TEXT PASSAGE:
· · · ·

The girl who died in Delhi, scored 93% in her boards. But failed to get into LSR. For everyone, she was not successful.

If one dreams of marrying his beloved (who gets married elsewhere) and ends up becoming the richest person I can only wonder how successful he’ll consider himself to be. But don’t we all consider the richest people to be the most successful ??

Which means that there is a difference between being successful and appearing to be successful. And that is probably what people today fail to understand. They would rather appear to be successful than feeling good about themselves.

Short term successes could be anything. It could be fame, career, position, love,…. even money. But the real success lies in the feeling of satisfaction. And that is something that no one else can judge but the person himself.

Most people these days are giving up on their dreams for the sake of money. They feel that big money can buy name, fame, and all the luxuries of life.

If only money could buy satisfaction…….

Wednesday, September 2, 2009

Obsessed with Success...

In my last post, I mentioned about the mindset of people regarding success. Different people may and do have different criteria for judging success. But, usually, in the end it comes down to how others judge people about their success and not people themselves.

As a nation, I guess, we are becoming ever so obsessed with success. Be it the results of our national cricket team or be it the results of an election, we just cannot take failure. But what exactly differentiates success from failure ?

· · · ·

EXERCISE INSTRUCTIONS:
(A) Name every example of short-term success that the passage on success lists.
(B) Write the next part of the passage on success, picking up after its closing question about what differentiates success from failure.
The records are separate material and have no connection to the passage on success.

· · · ·

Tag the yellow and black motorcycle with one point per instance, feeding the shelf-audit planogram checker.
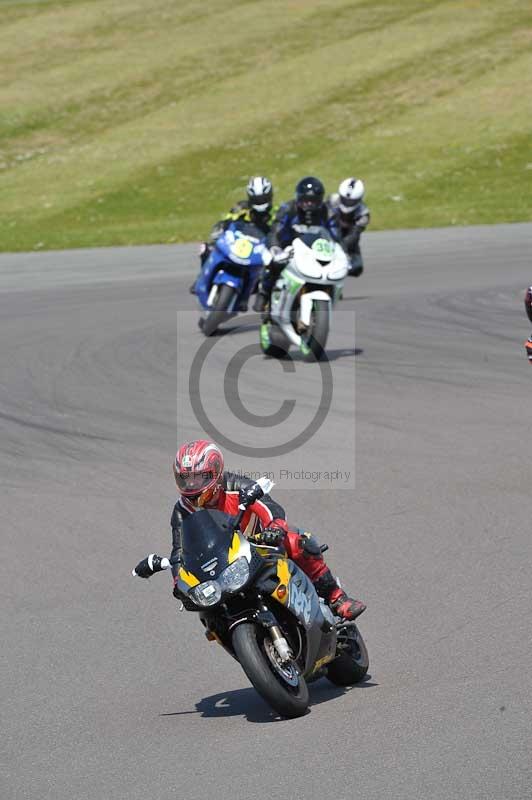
(264, 610)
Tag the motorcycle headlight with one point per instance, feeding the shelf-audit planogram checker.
(207, 594)
(235, 575)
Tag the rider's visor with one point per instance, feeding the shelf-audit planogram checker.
(348, 205)
(193, 483)
(309, 203)
(261, 203)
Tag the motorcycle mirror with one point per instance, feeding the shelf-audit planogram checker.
(265, 484)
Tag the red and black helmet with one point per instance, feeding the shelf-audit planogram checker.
(198, 471)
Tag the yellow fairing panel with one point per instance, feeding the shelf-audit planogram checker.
(283, 573)
(234, 549)
(188, 577)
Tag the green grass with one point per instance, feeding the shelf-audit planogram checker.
(131, 122)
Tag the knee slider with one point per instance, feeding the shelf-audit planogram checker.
(309, 545)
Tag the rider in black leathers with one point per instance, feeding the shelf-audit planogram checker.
(307, 208)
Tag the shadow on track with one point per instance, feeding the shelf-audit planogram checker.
(247, 703)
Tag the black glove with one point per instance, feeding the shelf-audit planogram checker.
(273, 537)
(248, 495)
(148, 566)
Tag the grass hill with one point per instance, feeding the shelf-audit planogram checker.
(138, 121)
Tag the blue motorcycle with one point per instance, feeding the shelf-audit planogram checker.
(231, 273)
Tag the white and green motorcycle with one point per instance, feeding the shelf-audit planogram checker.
(303, 295)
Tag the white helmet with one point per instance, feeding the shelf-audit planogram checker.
(351, 192)
(260, 194)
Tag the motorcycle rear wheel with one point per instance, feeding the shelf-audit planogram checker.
(219, 312)
(352, 664)
(249, 643)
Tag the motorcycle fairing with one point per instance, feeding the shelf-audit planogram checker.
(241, 248)
(209, 544)
(303, 602)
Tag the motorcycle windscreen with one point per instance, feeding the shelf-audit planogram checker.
(311, 233)
(206, 536)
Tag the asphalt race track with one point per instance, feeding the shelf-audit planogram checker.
(109, 693)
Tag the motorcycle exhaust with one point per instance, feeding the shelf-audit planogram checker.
(280, 644)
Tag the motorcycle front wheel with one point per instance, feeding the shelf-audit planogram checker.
(219, 312)
(274, 343)
(314, 342)
(279, 684)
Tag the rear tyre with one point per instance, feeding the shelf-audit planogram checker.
(313, 344)
(273, 341)
(219, 312)
(352, 664)
(281, 686)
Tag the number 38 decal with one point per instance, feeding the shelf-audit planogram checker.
(242, 248)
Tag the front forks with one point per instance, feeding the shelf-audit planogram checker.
(267, 619)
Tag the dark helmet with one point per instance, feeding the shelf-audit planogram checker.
(309, 196)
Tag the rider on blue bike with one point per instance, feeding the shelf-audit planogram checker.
(257, 208)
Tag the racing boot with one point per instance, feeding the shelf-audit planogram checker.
(303, 548)
(335, 597)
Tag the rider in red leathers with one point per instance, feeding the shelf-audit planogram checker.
(202, 483)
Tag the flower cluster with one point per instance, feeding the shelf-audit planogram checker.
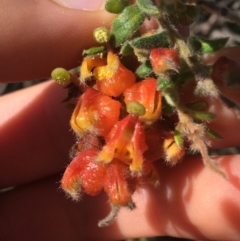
(129, 116)
(117, 119)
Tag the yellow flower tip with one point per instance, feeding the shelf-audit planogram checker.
(173, 153)
(101, 35)
(109, 70)
(88, 65)
(136, 108)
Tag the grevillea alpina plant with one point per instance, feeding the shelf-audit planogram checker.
(129, 113)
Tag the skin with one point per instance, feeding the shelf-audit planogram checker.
(192, 201)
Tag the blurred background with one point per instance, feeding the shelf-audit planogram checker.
(208, 25)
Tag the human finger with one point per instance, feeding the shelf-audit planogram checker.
(36, 136)
(191, 202)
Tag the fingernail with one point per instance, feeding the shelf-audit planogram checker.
(89, 5)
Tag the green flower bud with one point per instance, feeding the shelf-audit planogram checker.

· · · ·

TASK RESULTS:
(A) Fame, career, position, love, money

(B)
Last night, while once again watching the news on the television, I came across an incident from Delhi where a girl had jumped to her death from the balcony of her house. Reason ? She had failed to get admission in a reputed college after missing out on the cut-off list while most of her friends made it in.

Ok. One can understand that she must have been highly disappointed at her ‘failure’. Even more so as her friends had succeeded in achieving the common goal. She didn’t do well enough in her boards. So, obviously it was a failure for her.

But the next revelation in the story made me almost cringe. She had scored no less than an aggregate of 93% in her board examinations… !!!

To be honest here, if I would have scored that many marks (in any examination whatsoever) I wouldn’t have stopped jumping for joy till someone would have brought me down to earth. Scoring 93% in any examination itself signifies that the person has performed much more than just average. Even most of the examining boards categorize anything over 90% as excellent.

For this girl, the same result was no less than a tremendous success at one level, but it was a big failure at another. Failure as in the eyes of others.

Shouldn’t she be happy at her success ? Hadn’t she performed excellently in her studies ? But the failure was big enough to overshadow what she had achieved. And the only option she could choose was death.

Why are we so obsessed with results ? And successful results at that ? We just don’t seem to have the ability to use failures as motivation for future success. In fact, we are absolutely intolerant to failure. Be that our own failures or those of others. We are never ready to put it behind and move forward. We are dead scared of failures… !!!

What if that girl could have got into a not-so-reputed college, studied hard enough to become something even better than her ‘competitors’ studying in the reputed colleges ? Wouldn’t that have been a sweet and satisfying success ?

But as I said, we want to be successful enough to stay level with others, but we cannot accept a failure which could be a stepping stone to move ahead of them.

*** To be continued... ***

Tuesday, September 1, 2009

Decision or Emotion...

Recently, I saw the movie ‘Love Aaj Kal’. Though I’m not a big fan of any new Hindi movies, but since Kaddu had suggested me to give it a look, and also because it was one of those nights when sleep was nowhere in sight, I decided to… well… give it a look.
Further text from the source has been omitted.